Lavoro richiesto:
1) Restituisci dal brano sulla pubblicità comparativa la parte che comincia con "3        Ai sensi dell’art. 2, punto 2 bis), della" e arriva fino a "da un concorrente.".
2) Secondo il brano sulla pubblicità comparativa, quale birra veniva commercializzata con le pratiche pubblicitarie al centro della causa?
3) Scrivi il seguito del brano sulla pubblicità comparativa, riprendendo subito dopo l'ultima parte riportata.

Brano di partenza:
1        La domanda di pronuncia pregiudiziale verte sull’interpretazione degli artt. 2, punto 2 bis, e 3 bis, n. 1, lett. b) e f), della direttiva del Consiglio 10 settembre 1984, 84/450/CEE, concernente la pubblicità ingannevole e comparativa (GU L 250, pag. 17), come modificata dalla direttiva del Parlamento europeo e del Consiglio 6 ottobre 1997, 97/55/CE (GU L 290, pag. 18; in prosieguo: la «direttiva»).

2        Tale domanda è stata presentata nell’ambito di una causa che vede opporsi il Comité Interprofessionnel du Vin de Champagne (in prosieguo: il «CIVC») e la società francese Veuve Clicquot Ponsardin SA (in prosieguo: la «Veuve Clicquot») alla società belga De Landtsheer Emmanuel SA (in prosieguo: «De Landtsheer») a proposito delle pratiche pubblicitarie utilizzate da quest’ultima nella commercializzazione della birra «Malheur Brut Réserve».

 Contesto normativo

 La normativa comunitaria

3        Ai sensi dell’art. 2, punto 2 bis), della direttiva, è «pubblicità comparativa» qualsiasi pubblicità che identifica in modo esplicito o implicito un concorrente o beni o servizi offerti da un concorrente.

4        L’art. 3 bis, n. 1, della direttiva dispone quanto segue:

«Per quanto riguarda il confronto, la pubblicità comparativa è ritenuta lecita qualora siano soddisfatte le seguenti condizioni: che essa

a)      non sia ingannevole ai sensi dell’articolo 2, punto 2, dell’articolo 3 e dell’articolo 7, paragrafo 1;

b)      confronti beni o servizi che soddisfano gli stessi bisogni o si propongono gli stessi obiettivi;

c)      confronti obiettivamente una o più caratteristiche essenziali, pertinenti, verificabili e rappresentative, compreso eventualmente il prezzo, di tali beni e servizi;

(…)

Dati registrati:
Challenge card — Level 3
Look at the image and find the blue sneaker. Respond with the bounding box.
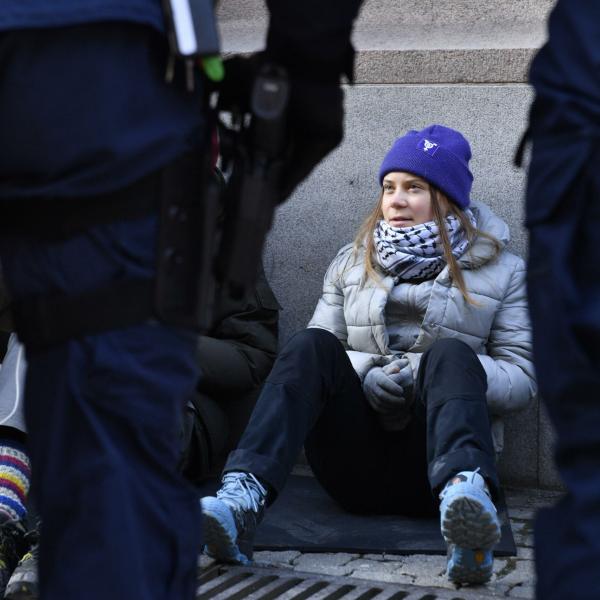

Risposte ai quesiti:
1)
3        Ai sensi dell’art. 2, punto 2 bis), della direttiva, è «pubblicità comparativa» qualsiasi pubblicità che identifica in modo esplicito o implicito un concorrente o beni o servizi offerti da un concorrente.

2) La birra «Malheur Brut Réserve».

3)
f)      per i prodotti recanti denominazione di origine, si riferisca in ogni caso a prodotti aventi la stessa denominazione;

g)      non tragga indebitamente vantaggio dalla notorietà connessa al marchio, alla denominazione commerciale o a altro segno distintivo di un concorrente o alle denominazioni di origine di prodotti concorrenti;

(…)».

5        L’art. 13, n. 1, del regolamento (CEE) del Consiglio 14 luglio 1992, n. 2081, relativo alla protezione delle indicazioni geografiche e delle denominazioni d’origine dei prodotti agricoli ed alimentari (GU L 208, pag. 1), così recita:

«Le denominazioni registrate sono tutelate contro:

a)      qualsiasi impiego commerciale diretto o indiretto di una denominazione registrata per prodotti che non sono oggetto di registrazione, nella misura in cui questi ultimi siano comparabili ai prodotti registrati con questa denominazione o nella misura in cui l’uso di tale denominazione consenta di sfruttare indebitamente la reputazione della denominazione protetta;

b)      qualsiasi usurpazione, imitazione o evocazione, anche se l’origine vera del prodotto è indicata o se la denominazione protetta è una traduzione o è accompagnata da espressioni quali “genere”, “tipo”, “metodo”, “alla maniera”, “imitazione” o simili;

c)      qualsiasi altra indicazione falsa o ingannevole relativa alla provenienza, all’origine, alla natura o alle qualità essenziali dei prodotti usata sulla confezione o sull’imballaggio, nella pubblicità o sui documenti relativi ai prodotti considerati, nonché l’impiego, per la confezione, di recipienti che possono indurre in errore sull’origine;

d)      qualsiasi altra prassi che possa indurre in errore il pubblico sulla vera origine dei prodotti.

(…)».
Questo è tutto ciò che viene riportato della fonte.